• ASSIGNMENT:
Transcribe nothing but the lines from the one with "Target: fur hat" to the end of the entries, both included, keeping each exact and leaving every picture out.

• INPUT MATERIAL:
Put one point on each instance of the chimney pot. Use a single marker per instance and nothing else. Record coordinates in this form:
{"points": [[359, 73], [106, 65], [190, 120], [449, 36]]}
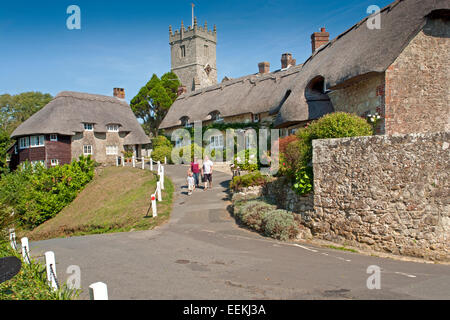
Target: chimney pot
{"points": [[264, 67], [119, 93], [181, 90], [287, 61]]}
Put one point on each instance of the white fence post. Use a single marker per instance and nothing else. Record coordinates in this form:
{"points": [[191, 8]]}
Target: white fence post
{"points": [[12, 239], [158, 191], [162, 178], [98, 291], [51, 269], [25, 250], [154, 206]]}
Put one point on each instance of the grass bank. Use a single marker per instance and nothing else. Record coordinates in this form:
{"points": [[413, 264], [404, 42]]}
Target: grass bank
{"points": [[116, 200]]}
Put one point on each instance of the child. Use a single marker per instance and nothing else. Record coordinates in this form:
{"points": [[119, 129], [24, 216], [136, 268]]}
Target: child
{"points": [[191, 183]]}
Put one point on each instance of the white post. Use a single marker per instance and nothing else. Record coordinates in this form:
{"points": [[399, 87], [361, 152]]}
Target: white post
{"points": [[25, 250], [12, 239], [162, 178], [158, 191], [51, 266], [98, 291], [154, 206]]}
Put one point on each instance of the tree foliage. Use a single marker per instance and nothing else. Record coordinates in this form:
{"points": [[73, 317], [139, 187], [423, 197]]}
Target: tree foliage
{"points": [[154, 100]]}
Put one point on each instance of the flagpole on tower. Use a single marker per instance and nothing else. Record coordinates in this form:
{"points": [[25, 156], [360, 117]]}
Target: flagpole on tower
{"points": [[193, 5]]}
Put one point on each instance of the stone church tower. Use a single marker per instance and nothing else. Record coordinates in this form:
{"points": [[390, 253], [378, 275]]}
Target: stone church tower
{"points": [[193, 55]]}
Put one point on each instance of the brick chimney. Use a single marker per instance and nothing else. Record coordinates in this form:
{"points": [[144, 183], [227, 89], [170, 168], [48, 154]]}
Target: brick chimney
{"points": [[181, 90], [287, 61], [264, 67], [318, 39], [119, 93]]}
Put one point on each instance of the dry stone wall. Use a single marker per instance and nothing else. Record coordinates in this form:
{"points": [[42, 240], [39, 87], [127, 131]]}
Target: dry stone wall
{"points": [[388, 193]]}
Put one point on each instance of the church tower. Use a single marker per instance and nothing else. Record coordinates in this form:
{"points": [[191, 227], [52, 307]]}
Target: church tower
{"points": [[193, 55]]}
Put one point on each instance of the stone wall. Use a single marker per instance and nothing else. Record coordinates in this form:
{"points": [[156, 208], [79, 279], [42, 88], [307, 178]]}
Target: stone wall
{"points": [[387, 193], [417, 83], [361, 97]]}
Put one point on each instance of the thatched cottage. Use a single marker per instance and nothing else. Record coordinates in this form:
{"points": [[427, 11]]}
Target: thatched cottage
{"points": [[400, 71], [75, 124]]}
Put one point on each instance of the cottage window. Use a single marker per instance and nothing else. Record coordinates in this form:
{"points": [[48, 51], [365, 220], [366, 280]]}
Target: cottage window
{"points": [[216, 142], [24, 143], [215, 116], [112, 128], [38, 163], [112, 150], [36, 141], [185, 122], [87, 150]]}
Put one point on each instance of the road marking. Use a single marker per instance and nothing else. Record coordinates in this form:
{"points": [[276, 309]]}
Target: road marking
{"points": [[406, 275], [306, 248]]}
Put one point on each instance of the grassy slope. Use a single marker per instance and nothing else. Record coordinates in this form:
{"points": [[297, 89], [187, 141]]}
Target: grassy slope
{"points": [[116, 200]]}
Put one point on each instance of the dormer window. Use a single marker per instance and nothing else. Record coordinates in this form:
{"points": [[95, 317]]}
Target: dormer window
{"points": [[215, 116], [112, 128], [185, 122]]}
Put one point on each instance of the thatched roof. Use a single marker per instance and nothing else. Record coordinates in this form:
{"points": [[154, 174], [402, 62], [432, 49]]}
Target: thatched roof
{"points": [[357, 52], [255, 94], [68, 111]]}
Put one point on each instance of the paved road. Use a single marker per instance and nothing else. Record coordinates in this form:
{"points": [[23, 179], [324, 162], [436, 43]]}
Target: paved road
{"points": [[202, 254]]}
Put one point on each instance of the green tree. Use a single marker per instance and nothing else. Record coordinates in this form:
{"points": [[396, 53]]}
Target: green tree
{"points": [[15, 109], [4, 144], [154, 100]]}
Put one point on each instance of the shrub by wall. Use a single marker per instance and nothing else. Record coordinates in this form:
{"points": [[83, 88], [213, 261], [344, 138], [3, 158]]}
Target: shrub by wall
{"points": [[36, 194]]}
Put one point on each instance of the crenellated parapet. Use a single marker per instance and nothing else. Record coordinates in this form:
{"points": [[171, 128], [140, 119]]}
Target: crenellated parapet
{"points": [[193, 31]]}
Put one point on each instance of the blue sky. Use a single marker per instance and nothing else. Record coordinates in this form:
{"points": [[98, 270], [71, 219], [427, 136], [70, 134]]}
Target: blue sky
{"points": [[122, 43]]}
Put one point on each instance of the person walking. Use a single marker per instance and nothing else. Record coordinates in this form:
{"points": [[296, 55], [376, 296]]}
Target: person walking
{"points": [[195, 169], [207, 170]]}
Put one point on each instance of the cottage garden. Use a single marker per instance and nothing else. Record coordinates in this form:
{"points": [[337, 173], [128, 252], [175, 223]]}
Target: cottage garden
{"points": [[255, 210]]}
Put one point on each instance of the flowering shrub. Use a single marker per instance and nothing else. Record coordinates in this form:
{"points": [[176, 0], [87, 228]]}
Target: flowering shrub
{"points": [[248, 180], [296, 159], [263, 217], [36, 194], [247, 160]]}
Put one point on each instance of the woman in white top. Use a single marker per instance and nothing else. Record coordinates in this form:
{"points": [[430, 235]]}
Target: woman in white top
{"points": [[207, 172]]}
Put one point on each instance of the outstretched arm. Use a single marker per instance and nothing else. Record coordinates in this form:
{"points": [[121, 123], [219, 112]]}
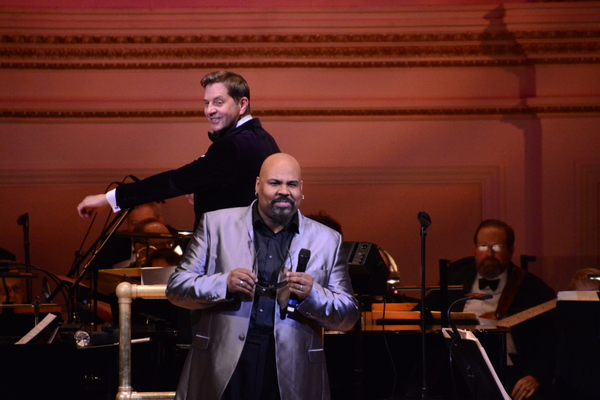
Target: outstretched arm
{"points": [[91, 205]]}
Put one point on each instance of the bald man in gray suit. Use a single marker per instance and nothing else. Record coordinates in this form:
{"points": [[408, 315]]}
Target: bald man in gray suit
{"points": [[239, 273]]}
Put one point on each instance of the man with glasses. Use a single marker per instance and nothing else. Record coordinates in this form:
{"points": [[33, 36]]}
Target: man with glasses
{"points": [[240, 273], [532, 343]]}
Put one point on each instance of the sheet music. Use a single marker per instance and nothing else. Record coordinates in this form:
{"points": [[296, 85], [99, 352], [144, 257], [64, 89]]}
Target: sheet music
{"points": [[37, 329], [509, 322], [464, 334]]}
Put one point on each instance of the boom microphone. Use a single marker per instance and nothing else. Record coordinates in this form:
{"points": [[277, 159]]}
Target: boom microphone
{"points": [[303, 258]]}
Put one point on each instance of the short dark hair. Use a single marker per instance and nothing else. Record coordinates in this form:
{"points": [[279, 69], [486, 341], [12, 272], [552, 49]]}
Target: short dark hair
{"points": [[237, 87], [496, 223]]}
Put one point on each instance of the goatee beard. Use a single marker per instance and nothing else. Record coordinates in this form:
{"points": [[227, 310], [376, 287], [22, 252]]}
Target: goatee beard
{"points": [[279, 215]]}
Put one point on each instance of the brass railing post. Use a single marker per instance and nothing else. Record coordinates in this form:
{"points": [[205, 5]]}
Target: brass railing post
{"points": [[126, 292]]}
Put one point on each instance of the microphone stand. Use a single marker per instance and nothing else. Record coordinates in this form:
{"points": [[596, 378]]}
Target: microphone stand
{"points": [[425, 221], [23, 221], [471, 296], [103, 238]]}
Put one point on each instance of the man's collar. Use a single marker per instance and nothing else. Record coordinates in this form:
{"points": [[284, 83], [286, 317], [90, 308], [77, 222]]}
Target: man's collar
{"points": [[257, 221], [216, 136], [243, 120]]}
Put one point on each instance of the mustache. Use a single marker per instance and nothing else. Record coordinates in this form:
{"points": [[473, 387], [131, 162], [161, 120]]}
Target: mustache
{"points": [[283, 198]]}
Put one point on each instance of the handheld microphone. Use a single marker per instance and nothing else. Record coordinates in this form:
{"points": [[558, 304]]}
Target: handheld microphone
{"points": [[424, 219], [303, 258], [469, 296]]}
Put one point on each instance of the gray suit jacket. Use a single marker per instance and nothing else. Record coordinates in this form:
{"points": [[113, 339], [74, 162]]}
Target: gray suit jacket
{"points": [[224, 242]]}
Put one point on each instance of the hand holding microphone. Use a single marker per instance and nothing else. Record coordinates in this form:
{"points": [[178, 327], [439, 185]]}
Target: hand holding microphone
{"points": [[300, 283]]}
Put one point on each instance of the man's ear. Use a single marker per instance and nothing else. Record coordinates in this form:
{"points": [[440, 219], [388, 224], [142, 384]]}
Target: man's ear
{"points": [[243, 105]]}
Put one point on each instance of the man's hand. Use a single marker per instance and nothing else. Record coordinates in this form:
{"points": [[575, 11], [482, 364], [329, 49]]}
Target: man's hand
{"points": [[300, 284], [91, 205], [525, 388], [241, 280]]}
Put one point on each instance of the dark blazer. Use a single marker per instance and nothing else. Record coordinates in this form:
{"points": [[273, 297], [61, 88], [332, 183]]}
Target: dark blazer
{"points": [[225, 241], [223, 178], [535, 339]]}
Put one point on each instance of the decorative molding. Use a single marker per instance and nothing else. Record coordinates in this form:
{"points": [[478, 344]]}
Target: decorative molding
{"points": [[460, 49], [491, 49], [489, 177], [309, 113], [295, 38]]}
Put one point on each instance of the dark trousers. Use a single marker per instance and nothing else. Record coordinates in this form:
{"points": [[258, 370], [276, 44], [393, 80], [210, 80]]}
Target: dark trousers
{"points": [[255, 376]]}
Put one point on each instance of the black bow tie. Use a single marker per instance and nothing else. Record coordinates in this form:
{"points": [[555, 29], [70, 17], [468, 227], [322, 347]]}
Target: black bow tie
{"points": [[491, 283]]}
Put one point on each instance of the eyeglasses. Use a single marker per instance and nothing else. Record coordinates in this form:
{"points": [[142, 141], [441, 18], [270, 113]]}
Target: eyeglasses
{"points": [[265, 287], [496, 248]]}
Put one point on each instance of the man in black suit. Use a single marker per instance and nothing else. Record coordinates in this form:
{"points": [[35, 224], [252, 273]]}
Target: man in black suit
{"points": [[532, 343], [224, 176]]}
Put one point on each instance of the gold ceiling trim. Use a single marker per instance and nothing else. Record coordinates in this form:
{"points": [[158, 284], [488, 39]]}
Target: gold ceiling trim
{"points": [[294, 38], [465, 111], [320, 52]]}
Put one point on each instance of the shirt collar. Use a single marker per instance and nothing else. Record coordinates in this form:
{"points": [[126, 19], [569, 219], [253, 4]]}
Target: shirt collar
{"points": [[216, 136], [257, 221], [243, 120]]}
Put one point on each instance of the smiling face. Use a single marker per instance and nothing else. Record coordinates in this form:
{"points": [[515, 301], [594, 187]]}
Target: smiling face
{"points": [[221, 109], [279, 190]]}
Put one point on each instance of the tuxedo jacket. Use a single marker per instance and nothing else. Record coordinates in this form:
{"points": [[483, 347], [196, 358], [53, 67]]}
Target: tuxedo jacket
{"points": [[224, 177], [535, 339], [223, 242]]}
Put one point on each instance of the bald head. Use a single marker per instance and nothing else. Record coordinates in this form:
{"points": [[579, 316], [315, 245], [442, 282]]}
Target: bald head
{"points": [[279, 162], [279, 190]]}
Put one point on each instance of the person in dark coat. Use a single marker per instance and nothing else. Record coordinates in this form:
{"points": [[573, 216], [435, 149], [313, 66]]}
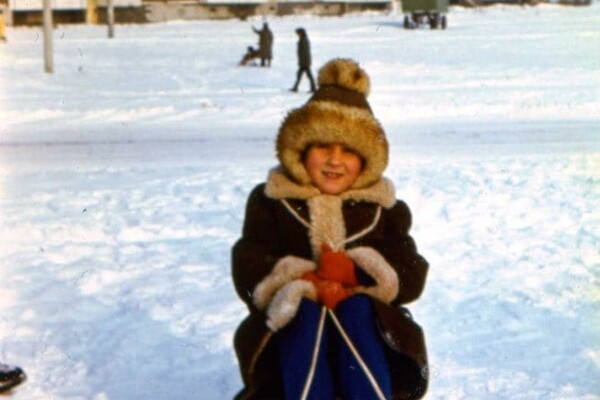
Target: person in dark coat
{"points": [[265, 44], [326, 263], [304, 60]]}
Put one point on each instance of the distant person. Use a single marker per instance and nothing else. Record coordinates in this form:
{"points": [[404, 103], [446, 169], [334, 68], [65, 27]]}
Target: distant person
{"points": [[10, 377], [251, 54], [304, 60], [265, 45]]}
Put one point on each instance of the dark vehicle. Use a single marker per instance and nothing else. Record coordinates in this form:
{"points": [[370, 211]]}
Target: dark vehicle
{"points": [[421, 12]]}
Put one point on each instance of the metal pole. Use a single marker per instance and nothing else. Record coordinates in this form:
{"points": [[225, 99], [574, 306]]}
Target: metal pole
{"points": [[110, 17], [48, 64]]}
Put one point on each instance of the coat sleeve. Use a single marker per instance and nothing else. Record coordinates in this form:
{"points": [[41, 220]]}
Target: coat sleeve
{"points": [[400, 250], [256, 252]]}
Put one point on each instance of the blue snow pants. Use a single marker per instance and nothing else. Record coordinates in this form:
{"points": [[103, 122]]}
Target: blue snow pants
{"points": [[337, 370]]}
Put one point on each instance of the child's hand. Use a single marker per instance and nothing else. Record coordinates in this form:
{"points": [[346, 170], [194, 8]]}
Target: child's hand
{"points": [[336, 266], [330, 293]]}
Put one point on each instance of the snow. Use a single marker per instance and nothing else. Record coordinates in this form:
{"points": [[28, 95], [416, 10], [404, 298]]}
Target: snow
{"points": [[124, 177]]}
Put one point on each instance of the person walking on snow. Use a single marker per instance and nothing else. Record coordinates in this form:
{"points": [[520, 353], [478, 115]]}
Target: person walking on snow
{"points": [[265, 44], [304, 60], [326, 262]]}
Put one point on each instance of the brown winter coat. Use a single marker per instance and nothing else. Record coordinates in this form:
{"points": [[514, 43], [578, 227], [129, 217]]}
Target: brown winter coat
{"points": [[271, 232]]}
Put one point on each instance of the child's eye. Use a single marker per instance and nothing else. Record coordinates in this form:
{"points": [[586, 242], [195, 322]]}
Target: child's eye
{"points": [[348, 150]]}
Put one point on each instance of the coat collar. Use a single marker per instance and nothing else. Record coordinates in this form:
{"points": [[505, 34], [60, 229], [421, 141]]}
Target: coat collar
{"points": [[279, 186]]}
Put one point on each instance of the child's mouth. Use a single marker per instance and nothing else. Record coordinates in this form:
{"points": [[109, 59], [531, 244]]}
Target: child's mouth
{"points": [[333, 175]]}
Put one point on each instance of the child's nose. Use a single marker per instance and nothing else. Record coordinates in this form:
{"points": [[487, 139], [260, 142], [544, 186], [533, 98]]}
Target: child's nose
{"points": [[335, 155]]}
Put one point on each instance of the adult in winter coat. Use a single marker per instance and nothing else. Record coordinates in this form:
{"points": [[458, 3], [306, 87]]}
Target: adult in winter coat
{"points": [[265, 44], [304, 60], [325, 262]]}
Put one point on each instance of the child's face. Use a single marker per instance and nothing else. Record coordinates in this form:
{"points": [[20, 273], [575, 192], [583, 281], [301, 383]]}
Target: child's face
{"points": [[332, 168]]}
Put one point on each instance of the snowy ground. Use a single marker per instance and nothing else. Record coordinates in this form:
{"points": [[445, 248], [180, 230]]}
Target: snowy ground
{"points": [[125, 173]]}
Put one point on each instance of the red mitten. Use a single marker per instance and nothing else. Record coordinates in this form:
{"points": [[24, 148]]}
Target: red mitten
{"points": [[336, 266], [331, 293], [311, 277]]}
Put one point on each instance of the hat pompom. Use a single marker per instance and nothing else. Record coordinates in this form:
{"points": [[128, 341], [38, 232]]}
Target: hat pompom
{"points": [[345, 73]]}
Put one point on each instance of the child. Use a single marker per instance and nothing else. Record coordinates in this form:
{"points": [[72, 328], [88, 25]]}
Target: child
{"points": [[325, 260]]}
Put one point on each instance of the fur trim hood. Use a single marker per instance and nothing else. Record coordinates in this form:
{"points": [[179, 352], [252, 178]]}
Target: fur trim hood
{"points": [[338, 112]]}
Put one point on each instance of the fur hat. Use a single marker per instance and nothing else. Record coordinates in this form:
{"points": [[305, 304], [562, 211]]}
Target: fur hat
{"points": [[338, 112]]}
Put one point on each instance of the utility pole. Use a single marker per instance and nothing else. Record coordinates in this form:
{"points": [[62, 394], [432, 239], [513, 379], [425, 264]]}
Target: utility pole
{"points": [[48, 64], [110, 18]]}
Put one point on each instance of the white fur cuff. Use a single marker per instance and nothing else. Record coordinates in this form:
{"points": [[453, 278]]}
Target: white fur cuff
{"points": [[285, 270], [386, 279], [284, 306]]}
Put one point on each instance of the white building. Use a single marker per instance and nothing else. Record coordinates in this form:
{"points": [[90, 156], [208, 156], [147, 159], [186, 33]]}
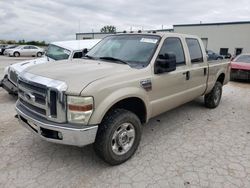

• ANSWER FOR THIS EXERCISE:
Target: fur hat
{"points": [[338, 112]]}
Put one point on each instance of the utility pole. Use a single marker per instance and nothing else. Record coordinates in this form:
{"points": [[62, 394], [432, 239], [513, 379], [425, 264]]}
Target: utility pole
{"points": [[48, 64], [110, 18]]}
Put one point on each instance of the white fur cuff. Use a single marker per instance and nothing else. Record coordinates in this form:
{"points": [[453, 278]]}
Target: white fur cuff
{"points": [[285, 270], [386, 279], [284, 306]]}
Put one point on each instance of the white building. Use a single marker per instance and nothing else. Record coordinates in this form:
{"points": [[90, 156], [208, 156], [147, 159], [186, 33]]}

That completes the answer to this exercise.